Dans les enregistrements ci-dessous, reproduisez sous forme de liste numérotée le passage qui va de la ligne contenant « Tag the smiling » jusqu'à celle contenant « [[67, 43], [58, 49]] », ces deux lignes comprises. Omettez les lignes vides.
╭──
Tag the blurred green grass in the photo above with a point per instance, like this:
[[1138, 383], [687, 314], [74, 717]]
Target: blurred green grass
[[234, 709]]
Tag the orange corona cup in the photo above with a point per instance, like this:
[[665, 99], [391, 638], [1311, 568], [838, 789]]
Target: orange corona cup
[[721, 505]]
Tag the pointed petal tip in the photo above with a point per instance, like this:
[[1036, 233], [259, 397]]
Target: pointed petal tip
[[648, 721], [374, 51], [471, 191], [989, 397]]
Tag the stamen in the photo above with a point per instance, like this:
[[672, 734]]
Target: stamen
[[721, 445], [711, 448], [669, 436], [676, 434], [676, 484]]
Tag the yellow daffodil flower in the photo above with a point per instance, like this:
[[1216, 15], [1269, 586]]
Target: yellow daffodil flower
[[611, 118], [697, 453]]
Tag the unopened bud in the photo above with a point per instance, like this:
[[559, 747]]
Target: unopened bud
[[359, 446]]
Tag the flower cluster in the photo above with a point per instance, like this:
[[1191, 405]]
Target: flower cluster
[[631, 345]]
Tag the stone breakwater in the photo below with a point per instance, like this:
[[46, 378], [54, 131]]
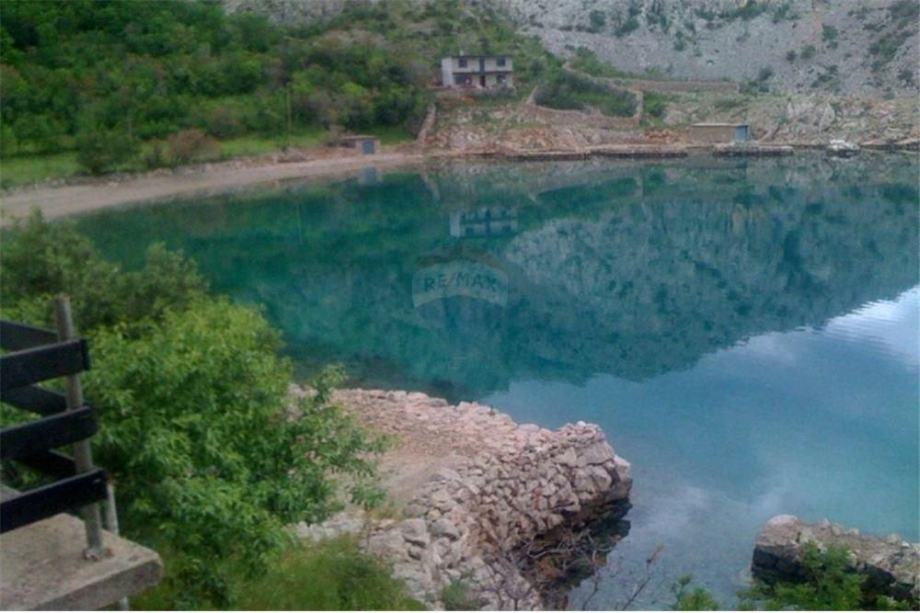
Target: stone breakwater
[[892, 565], [476, 489]]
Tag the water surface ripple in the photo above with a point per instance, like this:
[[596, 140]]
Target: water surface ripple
[[746, 333]]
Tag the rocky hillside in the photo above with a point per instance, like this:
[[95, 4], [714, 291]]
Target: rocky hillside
[[867, 47]]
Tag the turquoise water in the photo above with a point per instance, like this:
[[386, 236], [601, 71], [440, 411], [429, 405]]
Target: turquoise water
[[746, 333]]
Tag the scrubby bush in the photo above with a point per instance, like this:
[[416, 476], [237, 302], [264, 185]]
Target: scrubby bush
[[101, 149], [191, 145], [330, 576], [192, 396], [456, 596], [688, 597]]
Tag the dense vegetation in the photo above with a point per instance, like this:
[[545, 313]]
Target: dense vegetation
[[129, 85], [194, 404], [829, 583]]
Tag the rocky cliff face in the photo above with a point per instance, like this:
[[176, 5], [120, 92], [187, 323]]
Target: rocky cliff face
[[480, 495], [891, 565], [789, 45], [850, 48]]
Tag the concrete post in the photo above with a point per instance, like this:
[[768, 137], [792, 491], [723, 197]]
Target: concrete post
[[82, 454]]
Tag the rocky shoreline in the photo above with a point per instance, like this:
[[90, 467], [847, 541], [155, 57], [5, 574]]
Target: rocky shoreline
[[479, 495], [891, 564]]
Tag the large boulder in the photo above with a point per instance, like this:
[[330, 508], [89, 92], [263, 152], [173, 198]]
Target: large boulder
[[891, 564]]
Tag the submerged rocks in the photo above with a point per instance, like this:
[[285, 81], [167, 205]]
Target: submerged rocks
[[476, 489], [891, 564]]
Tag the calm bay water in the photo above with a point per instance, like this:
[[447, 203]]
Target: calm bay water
[[745, 332]]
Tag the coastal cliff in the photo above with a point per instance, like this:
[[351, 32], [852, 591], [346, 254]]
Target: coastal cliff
[[474, 491], [891, 564]]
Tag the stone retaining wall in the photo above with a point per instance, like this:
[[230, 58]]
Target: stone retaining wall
[[891, 564], [651, 85], [497, 486]]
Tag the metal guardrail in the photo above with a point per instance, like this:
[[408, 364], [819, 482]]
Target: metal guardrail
[[36, 355]]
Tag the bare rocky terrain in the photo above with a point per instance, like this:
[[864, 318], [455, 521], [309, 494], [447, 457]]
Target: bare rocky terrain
[[891, 564], [803, 71], [857, 48], [481, 500]]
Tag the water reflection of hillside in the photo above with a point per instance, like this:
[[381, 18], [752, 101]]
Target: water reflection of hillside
[[632, 269]]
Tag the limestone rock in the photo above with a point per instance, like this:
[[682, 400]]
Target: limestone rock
[[891, 564]]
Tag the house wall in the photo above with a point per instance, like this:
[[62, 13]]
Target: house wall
[[452, 65]]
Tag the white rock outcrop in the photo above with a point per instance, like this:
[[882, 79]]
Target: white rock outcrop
[[891, 564], [494, 486]]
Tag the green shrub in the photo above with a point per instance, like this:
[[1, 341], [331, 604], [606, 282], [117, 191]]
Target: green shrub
[[656, 104], [101, 150], [191, 145], [193, 402], [330, 576]]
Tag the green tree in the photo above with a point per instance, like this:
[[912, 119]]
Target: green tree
[[101, 149], [210, 459], [829, 583]]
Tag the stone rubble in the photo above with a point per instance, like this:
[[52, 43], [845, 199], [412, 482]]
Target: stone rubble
[[495, 486], [891, 563]]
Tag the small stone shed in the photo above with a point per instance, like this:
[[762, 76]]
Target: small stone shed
[[719, 132], [368, 145]]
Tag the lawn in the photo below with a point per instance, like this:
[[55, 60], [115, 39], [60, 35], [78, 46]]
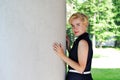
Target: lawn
[[106, 74]]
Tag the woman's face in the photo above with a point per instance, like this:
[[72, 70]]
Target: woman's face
[[78, 27]]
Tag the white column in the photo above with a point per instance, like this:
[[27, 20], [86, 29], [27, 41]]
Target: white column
[[28, 29]]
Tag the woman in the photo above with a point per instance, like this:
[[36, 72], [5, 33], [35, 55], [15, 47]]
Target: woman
[[80, 56]]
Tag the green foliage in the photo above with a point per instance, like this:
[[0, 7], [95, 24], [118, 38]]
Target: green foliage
[[106, 74]]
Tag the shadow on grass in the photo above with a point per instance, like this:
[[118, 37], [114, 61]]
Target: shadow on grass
[[106, 74]]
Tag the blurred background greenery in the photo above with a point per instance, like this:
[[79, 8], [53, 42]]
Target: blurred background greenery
[[104, 30], [104, 20]]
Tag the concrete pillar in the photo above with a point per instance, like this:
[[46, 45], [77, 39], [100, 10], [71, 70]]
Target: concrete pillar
[[28, 29]]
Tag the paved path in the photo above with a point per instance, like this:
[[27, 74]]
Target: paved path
[[110, 58]]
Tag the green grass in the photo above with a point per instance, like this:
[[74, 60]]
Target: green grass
[[106, 74]]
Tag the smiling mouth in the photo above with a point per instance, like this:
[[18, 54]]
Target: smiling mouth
[[76, 32]]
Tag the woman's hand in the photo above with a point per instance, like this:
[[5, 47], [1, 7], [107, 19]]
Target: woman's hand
[[67, 43], [58, 49]]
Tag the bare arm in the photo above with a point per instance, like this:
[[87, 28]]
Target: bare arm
[[82, 55]]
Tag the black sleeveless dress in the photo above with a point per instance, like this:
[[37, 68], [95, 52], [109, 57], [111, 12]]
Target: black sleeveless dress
[[73, 55]]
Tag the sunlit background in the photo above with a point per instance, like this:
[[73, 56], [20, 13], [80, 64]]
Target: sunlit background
[[104, 30]]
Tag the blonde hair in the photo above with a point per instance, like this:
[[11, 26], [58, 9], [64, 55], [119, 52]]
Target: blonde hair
[[81, 16]]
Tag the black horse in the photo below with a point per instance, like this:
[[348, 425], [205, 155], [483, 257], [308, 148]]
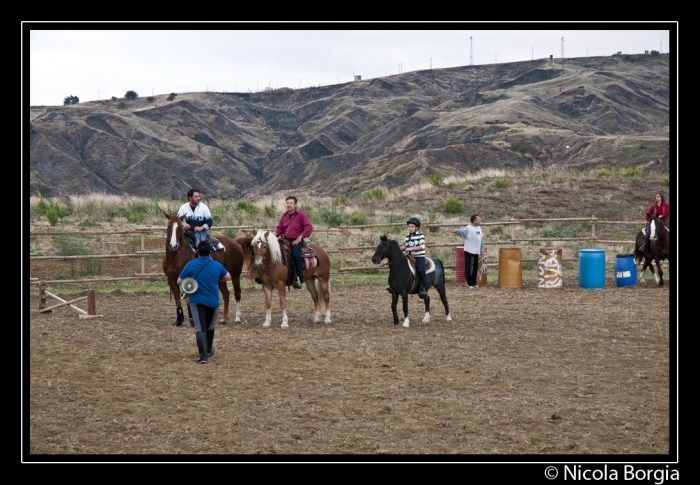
╰──
◆ RÉPONSE RÉDIGÉE
1. Tag the smiling mouth in the photo above with a point per instance, like this:
2. [[18, 54]]
3. Target: smiling mouth
4. [[76, 32]]
5. Tag the woman's hand in the photo above with a point per instance, like this:
6. [[5, 47], [1, 7], [107, 19]]
7. Target: woman's hand
8. [[67, 43], [58, 49]]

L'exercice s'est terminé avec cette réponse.